[Task requirements]
Rename "blue sky" to "clear sky" everywhere it occurs in the entries below, and reproduce every line with nothing else changed.

[Recorded data]
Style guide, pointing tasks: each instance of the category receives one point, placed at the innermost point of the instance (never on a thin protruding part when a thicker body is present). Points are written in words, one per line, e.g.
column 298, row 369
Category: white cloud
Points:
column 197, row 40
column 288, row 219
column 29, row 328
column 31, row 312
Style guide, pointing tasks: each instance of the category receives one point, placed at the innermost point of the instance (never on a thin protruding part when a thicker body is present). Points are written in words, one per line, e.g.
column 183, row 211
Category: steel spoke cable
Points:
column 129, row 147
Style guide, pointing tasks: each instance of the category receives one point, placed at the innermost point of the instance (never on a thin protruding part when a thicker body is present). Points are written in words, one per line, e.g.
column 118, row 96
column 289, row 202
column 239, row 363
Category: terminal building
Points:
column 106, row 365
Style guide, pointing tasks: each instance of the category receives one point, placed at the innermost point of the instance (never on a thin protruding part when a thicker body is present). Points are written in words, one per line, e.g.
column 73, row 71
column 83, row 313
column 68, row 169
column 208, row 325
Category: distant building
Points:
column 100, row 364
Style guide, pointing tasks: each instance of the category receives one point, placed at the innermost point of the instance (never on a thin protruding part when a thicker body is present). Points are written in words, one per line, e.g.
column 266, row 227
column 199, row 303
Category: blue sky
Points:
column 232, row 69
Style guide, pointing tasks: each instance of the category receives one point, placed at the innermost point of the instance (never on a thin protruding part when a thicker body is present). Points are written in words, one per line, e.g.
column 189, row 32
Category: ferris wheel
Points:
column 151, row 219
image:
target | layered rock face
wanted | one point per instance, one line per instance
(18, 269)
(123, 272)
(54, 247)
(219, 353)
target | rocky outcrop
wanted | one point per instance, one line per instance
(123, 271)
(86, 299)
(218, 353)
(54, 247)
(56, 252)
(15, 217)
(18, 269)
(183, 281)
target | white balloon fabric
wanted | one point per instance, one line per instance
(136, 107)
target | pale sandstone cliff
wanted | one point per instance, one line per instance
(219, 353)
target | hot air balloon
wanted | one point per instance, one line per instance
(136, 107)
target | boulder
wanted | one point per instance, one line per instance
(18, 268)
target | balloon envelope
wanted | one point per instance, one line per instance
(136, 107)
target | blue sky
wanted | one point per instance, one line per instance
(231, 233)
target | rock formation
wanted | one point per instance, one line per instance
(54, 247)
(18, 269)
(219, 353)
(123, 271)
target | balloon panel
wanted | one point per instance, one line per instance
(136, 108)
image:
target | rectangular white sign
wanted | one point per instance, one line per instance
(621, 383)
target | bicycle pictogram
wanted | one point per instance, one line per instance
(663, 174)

[Output below]
Style guide, pointing tasks: each instance of the category receives one point, placed at the innermost point of the instance (never on a thin protruding part when a thicker body is present). Points are written in words, one per line, e.g.
column 298, row 369
Category: white cloud
Points:
column 197, row 40
column 288, row 219
column 29, row 328
column 31, row 312
Style guide, pointing tasks: each instance of the category receives one point, placed at the innermost point of the instance (never on a thin protruding part when a thicker body is present). Points are written in words, one per line, e.g.
column 183, row 211
Category: steel spoke cable
Points:
column 129, row 147
Style guide, pointing tasks: each instance of the category receives one point, placed at the innermost point of the instance (never on a thin protruding part when a thicker body is present). Points are written in words, one per line, e.g.
column 118, row 96
column 289, row 202
column 239, row 363
Category: terminal building
Points:
column 106, row 365
Style guide, pointing tasks: each instance of the category receives one point, placed at the innermost point of the instance (never on a thin protruding part when a thicker body is present). Points are written in words, one per line, e.g.
column 73, row 71
column 83, row 313
column 68, row 169
column 208, row 325
Category: distant building
Points:
column 100, row 364
Style guide, pointing tasks: each instance of the category receives one point, placed at the innermost point of the instance (never on a thin protruding part when a thicker body is present). Points are written in words, one per line, e.g.
column 266, row 227
column 199, row 303
Category: clear sky
Points:
column 232, row 69
Style guide, pointing tasks: each instance of the category receives one point, placed at the innermost point of the instance (never on a thin protruding part when a thicker body is present). Points are written in words, one per line, e.g.
column 189, row 32
Category: ferris wheel
Points:
column 151, row 219
image:
target | layered rock face
wanted | one point per instance, one line per instance
(18, 269)
(123, 272)
(54, 247)
(219, 353)
target | rocky outcrop
wanted | one point per instance, one line per instance
(123, 271)
(86, 299)
(218, 353)
(54, 247)
(56, 252)
(15, 217)
(18, 269)
(183, 281)
target | white balloon fabric
wanted | one point per instance, one line per instance
(136, 107)
target | pale sandstone cliff
wanted | one point per instance, one line per instance
(219, 353)
target | hot air balloon
wanted | one point per instance, one line per instance
(136, 107)
target | boulder
wanted | one point per instance, one line per instance
(18, 268)
target | balloon envelope
wanted | one point per instance, one line per instance
(136, 107)
target | clear sky
wanted | one point per instance, one line per instance
(231, 233)
target | rock formation
wanted | one point per instance, one line per instance
(54, 247)
(18, 269)
(219, 353)
(123, 271)
target | balloon panel
wanted | one point per instance, one line per instance
(136, 108)
image:
target | rectangular white sign
wanted | one point per instance, one line per instance
(621, 383)
target | bicycle pictogram
wanted | one point per instance, one line per instance
(663, 174)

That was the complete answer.